_Extract_.
<<<<

Analysts say new paramilitary organizations are forming in Russia. As the Russian Army struggles to obtain the Kremlin’s objectives in Ukraine, paramilitary organizations are playing a more dominant role in the Ukrainian War. Difficulties abound as casualties mount and recruiting has become a daunting task. Paramilitary organizations are providing critical augmentation which may shape future wars as more soldiers are replaced with private armies.

Wagner Group Keeping Russia Afloat

One well known paramilitary organization in Russia, is the Wagner Group. Wagner Group, AKA private military company (PMC) is a network of mercenaries. Wagner is essentially a private army of Russian President Vladimir Putin. Because it supports Russian interests, the Wagner Group receives military support and equipment from the Russian Ministry of Defense and is allowed to train on Russian installations.

>>>>

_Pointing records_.
<<<<

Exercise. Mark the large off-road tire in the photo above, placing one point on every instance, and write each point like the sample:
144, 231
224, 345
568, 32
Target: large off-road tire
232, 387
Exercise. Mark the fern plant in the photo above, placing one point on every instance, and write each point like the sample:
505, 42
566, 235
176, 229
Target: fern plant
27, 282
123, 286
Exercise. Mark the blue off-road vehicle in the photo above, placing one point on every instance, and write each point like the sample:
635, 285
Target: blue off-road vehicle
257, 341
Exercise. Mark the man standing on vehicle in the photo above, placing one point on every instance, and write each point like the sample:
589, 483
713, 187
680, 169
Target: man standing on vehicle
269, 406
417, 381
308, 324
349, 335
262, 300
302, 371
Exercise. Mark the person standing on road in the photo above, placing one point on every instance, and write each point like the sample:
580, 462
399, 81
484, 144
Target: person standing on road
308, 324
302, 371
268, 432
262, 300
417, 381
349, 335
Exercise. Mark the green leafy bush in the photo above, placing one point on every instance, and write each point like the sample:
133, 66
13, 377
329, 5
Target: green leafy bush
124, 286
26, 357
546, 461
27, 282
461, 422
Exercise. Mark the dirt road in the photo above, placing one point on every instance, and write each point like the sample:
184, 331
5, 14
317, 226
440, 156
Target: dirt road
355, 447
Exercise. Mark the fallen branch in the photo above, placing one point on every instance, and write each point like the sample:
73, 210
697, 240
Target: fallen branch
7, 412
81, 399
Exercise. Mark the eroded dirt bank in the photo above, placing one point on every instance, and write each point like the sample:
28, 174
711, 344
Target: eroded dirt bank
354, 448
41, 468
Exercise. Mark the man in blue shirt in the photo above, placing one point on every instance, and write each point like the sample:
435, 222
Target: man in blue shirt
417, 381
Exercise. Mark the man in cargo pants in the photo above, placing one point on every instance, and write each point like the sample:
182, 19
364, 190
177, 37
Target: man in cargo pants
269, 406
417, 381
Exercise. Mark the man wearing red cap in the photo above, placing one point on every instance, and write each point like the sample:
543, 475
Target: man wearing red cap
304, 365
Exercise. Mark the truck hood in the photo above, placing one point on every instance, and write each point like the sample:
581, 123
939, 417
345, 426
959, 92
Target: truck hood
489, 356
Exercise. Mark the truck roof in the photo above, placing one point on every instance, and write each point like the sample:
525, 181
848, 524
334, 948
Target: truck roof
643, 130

>>>>

_What the exercise asks_.
Copy out the entire text about Russian paramilitary organizations and the Wagner Group word for word.

_Completed exercise_.
Analysts say new paramilitary organizations are forming in Russia. As the Russian Army struggles to obtain the Kremlin’s objectives in Ukraine, paramilitary organizations are playing a more dominant role in the Ukrainian War. Difficulties abound as casualties mount and recruiting has become a daunting task. Paramilitary organizations are providing critical augmentation which may shape future wars as more soldiers are replaced with private armies.

Wagner Group Keeping Russia Afloat

One well known paramilitary organization in Russia, is the Wagner Group. Wagner Group, AKA private military company (PMC) is a network of mercenaries. Wagner is essentially a private army of Russian President Vladimir Putin. Because it supports Russian interests, the Wagner Group receives military support and equipment from the Russian Ministry of Defense and is allowed to train on Russian installations.